Aim of the task: Could you update the material below by replacing every "tight bounding box" with "close-fitting bounding box" and leaving everything else unchanged?

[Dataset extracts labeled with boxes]
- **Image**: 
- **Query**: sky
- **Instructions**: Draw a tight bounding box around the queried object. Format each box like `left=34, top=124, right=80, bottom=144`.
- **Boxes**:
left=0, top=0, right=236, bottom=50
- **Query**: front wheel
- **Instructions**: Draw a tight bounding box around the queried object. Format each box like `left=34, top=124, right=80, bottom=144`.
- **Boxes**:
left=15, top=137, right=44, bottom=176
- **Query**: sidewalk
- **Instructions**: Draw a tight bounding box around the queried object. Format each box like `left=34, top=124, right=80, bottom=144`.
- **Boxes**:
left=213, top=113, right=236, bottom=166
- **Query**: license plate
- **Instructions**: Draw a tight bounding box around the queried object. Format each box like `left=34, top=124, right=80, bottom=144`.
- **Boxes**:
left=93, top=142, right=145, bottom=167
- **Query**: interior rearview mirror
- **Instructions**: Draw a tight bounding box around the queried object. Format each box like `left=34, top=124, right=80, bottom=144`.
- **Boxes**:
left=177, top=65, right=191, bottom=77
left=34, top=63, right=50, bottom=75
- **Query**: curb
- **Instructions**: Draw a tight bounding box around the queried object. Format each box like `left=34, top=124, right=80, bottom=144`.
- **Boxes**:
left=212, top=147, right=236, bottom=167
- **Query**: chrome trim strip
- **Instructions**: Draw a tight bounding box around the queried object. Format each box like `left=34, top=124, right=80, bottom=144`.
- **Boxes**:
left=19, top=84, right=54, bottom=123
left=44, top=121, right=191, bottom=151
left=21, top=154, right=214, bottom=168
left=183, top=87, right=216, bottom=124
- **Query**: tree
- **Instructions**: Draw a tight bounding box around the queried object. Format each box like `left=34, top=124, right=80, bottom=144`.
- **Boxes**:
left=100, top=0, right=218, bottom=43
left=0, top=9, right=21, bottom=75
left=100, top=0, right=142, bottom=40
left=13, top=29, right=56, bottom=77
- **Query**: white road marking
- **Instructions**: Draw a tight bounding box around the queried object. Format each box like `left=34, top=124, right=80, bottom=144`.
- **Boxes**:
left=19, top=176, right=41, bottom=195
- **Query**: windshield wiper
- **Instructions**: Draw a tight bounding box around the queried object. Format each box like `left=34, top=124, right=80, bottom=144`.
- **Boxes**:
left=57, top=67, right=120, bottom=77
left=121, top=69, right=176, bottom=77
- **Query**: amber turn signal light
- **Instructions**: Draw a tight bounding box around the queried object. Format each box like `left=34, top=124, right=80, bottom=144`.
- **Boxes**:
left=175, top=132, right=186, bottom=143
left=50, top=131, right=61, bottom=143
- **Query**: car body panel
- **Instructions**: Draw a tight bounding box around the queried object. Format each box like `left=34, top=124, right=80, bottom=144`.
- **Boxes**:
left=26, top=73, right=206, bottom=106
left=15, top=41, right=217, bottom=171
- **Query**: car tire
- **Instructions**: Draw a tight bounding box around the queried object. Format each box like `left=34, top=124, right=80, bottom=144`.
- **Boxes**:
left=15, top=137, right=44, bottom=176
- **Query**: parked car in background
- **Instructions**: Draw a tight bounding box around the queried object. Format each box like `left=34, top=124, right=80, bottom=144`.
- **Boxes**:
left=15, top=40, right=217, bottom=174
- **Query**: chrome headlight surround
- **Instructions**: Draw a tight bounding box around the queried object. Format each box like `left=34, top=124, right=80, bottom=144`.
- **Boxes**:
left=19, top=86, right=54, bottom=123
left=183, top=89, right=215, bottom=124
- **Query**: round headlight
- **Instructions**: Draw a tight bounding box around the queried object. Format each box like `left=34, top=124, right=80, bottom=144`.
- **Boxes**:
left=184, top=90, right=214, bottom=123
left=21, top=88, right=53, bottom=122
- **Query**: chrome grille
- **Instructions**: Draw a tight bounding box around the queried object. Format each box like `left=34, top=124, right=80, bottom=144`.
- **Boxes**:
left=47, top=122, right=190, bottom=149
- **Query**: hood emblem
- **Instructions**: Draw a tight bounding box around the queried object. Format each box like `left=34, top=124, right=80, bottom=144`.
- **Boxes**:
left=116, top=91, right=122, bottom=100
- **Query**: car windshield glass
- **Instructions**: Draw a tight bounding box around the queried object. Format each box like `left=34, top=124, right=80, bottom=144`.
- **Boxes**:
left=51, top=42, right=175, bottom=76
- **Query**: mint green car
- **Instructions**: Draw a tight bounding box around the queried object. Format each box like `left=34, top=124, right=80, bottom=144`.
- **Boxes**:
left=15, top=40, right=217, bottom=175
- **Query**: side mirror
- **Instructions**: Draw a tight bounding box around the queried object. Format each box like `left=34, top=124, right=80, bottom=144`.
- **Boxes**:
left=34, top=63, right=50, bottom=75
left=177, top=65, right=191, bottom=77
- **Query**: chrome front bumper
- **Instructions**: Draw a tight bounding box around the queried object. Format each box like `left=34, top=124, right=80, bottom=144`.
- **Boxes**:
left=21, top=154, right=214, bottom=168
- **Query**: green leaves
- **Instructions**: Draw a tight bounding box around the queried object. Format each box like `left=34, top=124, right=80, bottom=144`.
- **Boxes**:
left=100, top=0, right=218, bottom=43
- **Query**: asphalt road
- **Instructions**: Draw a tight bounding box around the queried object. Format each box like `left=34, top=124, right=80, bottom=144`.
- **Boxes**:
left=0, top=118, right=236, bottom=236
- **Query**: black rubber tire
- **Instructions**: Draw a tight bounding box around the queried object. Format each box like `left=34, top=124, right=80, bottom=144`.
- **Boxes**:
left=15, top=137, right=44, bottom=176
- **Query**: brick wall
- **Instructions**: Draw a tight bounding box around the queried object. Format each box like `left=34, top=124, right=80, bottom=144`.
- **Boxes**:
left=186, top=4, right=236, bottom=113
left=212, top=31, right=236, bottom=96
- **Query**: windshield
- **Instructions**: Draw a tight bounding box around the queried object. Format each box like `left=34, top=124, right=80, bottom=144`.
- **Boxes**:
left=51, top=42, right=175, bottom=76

Answer:
- **Image**: 
- **Query**: sky
- **Instructions**: Draw a close-fitting bounding box around the queried object. Format each box like `left=34, top=124, right=80, bottom=144`.
- **Boxes**:
left=0, top=0, right=236, bottom=50
- **Query**: front wheel
- **Instructions**: Draw a close-fitting bounding box around the queried object. Format each box like `left=34, top=124, right=80, bottom=144`.
- **Boxes**:
left=15, top=137, right=44, bottom=176
- **Query**: sidewalk
- **Instructions**: Draw a close-fitting bounding box around the queried object. Format each box like `left=34, top=124, right=80, bottom=144`.
- **Boxes**:
left=213, top=113, right=236, bottom=166
- **Query**: license plate
- **Instructions**: Draw a close-fitting bounding box around the queried object. Format each box like `left=34, top=124, right=80, bottom=144`.
- **Boxes**:
left=93, top=142, right=145, bottom=167
- **Query**: interior rearview mirror
- **Instructions**: Draw a close-fitting bounding box around the queried object. Format each box like `left=34, top=124, right=80, bottom=144`.
- **Boxes**:
left=177, top=65, right=191, bottom=77
left=34, top=63, right=50, bottom=75
- **Query**: curb
- **Instructions**: Draw a close-fitting bounding box around the queried object. Format each box like `left=34, top=124, right=80, bottom=144`.
- **Boxes**:
left=212, top=147, right=236, bottom=167
- **Query**: chrome trim strip
- **Instructions**: Draw a close-fitting bounding box around the queried object. Format each box like `left=34, top=124, right=80, bottom=144`.
- **Boxes**:
left=19, top=84, right=54, bottom=123
left=44, top=121, right=191, bottom=151
left=21, top=154, right=214, bottom=168
left=183, top=87, right=216, bottom=124
- **Query**: tree
- **Instructions**: Draw a close-fitting bounding box around the queried object. Format each box like `left=34, top=124, right=80, bottom=144`.
- **Boxes**:
left=100, top=0, right=218, bottom=43
left=0, top=9, right=21, bottom=75
left=100, top=0, right=142, bottom=40
left=13, top=29, right=56, bottom=77
- **Query**: white road marking
- **Instructions**: Draw a close-fitting bounding box around the queried object. Format each box like `left=34, top=124, right=80, bottom=144`.
- **Boxes**:
left=19, top=176, right=41, bottom=195
- **Query**: windshield wiper
- **Instructions**: Draw a close-fitting bounding box around the queried object. Format each box like `left=34, top=124, right=80, bottom=144`.
- **Boxes**:
left=57, top=67, right=120, bottom=77
left=121, top=69, right=176, bottom=77
- **Query**: amber turn signal light
- **Instructions**: Draw a close-fitting bounding box around the queried object. Format each box like `left=34, top=124, right=80, bottom=144`.
- **Boxes**:
left=175, top=132, right=186, bottom=143
left=50, top=131, right=61, bottom=143
- **Query**: car body panel
- **Instructions**: Draw a close-fitting bounding box around the queried object. Format each box like `left=34, top=124, right=80, bottom=144`.
- **Boxes**:
left=26, top=73, right=206, bottom=106
left=15, top=41, right=217, bottom=171
- **Query**: car tire
- **Instructions**: Draw a close-fitting bounding box around the queried object. Format each box like `left=34, top=124, right=80, bottom=144`.
- **Boxes**:
left=15, top=137, right=44, bottom=176
- **Query**: parked car in background
- **Instructions**: Draw a close-fitting bounding box around the queried object. Format each box like `left=34, top=124, right=80, bottom=144`.
- **Boxes**:
left=15, top=40, right=217, bottom=174
- **Query**: chrome headlight surround
- **Instructions**: Draw a close-fitting bounding box around the queried object. Format each box like `left=34, top=124, right=80, bottom=144`.
- **Boxes**:
left=19, top=86, right=54, bottom=123
left=183, top=89, right=215, bottom=124
- **Query**: round headlight
- **Instructions**: Draw a close-fitting bounding box around the queried object. Format each box like `left=34, top=124, right=80, bottom=144`.
- **Boxes**:
left=184, top=90, right=214, bottom=123
left=21, top=88, right=53, bottom=122
- **Query**: chrome grille
- **Instructions**: Draw a close-fitting bounding box around the queried object. Format each box like `left=34, top=124, right=80, bottom=144`.
- **Boxes**:
left=47, top=122, right=190, bottom=149
- **Query**: hood emblem
- **Instructions**: Draw a close-fitting bounding box around the queried object. Format each box like `left=34, top=124, right=80, bottom=144`.
- **Boxes**:
left=116, top=91, right=122, bottom=100
- **Query**: car windshield glass
- **Instructions**: Draw a close-fitting bounding box around the queried object. Format each box like `left=34, top=124, right=80, bottom=144`.
- **Boxes**:
left=51, top=42, right=175, bottom=76
- **Query**: mint green car
- **Instructions**: Draw a close-fitting bounding box around the queried object. Format each box like `left=34, top=124, right=80, bottom=144`.
- **Boxes**:
left=15, top=40, right=217, bottom=175
- **Query**: side mirror
- **Instructions**: Draw a close-fitting bounding box around the queried object. Format each box like `left=34, top=124, right=80, bottom=144`.
- **Boxes**:
left=34, top=63, right=50, bottom=75
left=177, top=65, right=191, bottom=77
- **Query**: chrome front bumper
- **Instructions**: Draw a close-fitting bounding box around the queried object. Format each box like `left=34, top=124, right=80, bottom=144`.
- **Boxes**:
left=21, top=154, right=214, bottom=168
- **Query**: green leaves
- **Instructions**: Draw a close-fitting bounding box around the queried object. Format each box like `left=34, top=124, right=80, bottom=144`.
- **Boxes**:
left=100, top=0, right=218, bottom=43
- **Query**: asphalt road
- **Instructions**: Draw a close-fitting bounding box around the queried object. Format each box like `left=34, top=124, right=80, bottom=144`.
- **Boxes**:
left=0, top=118, right=236, bottom=236
- **Query**: black rubber tire
- **Instructions**: Draw a close-fitting bounding box around the queried object. Format each box like `left=34, top=124, right=80, bottom=144`.
- **Boxes**:
left=15, top=137, right=44, bottom=176
- **Query**: brick wall
- **Instructions**: Draw a close-fitting bounding box around the queried object. Format each box like `left=34, top=124, right=80, bottom=144`.
- **Boxes**:
left=186, top=4, right=236, bottom=113
left=212, top=31, right=236, bottom=96
- **Query**: windshield
- **Instructions**: Draw a close-fitting bounding box around the queried object. Format each box like `left=34, top=124, right=80, bottom=144`.
- **Boxes**:
left=51, top=42, right=175, bottom=76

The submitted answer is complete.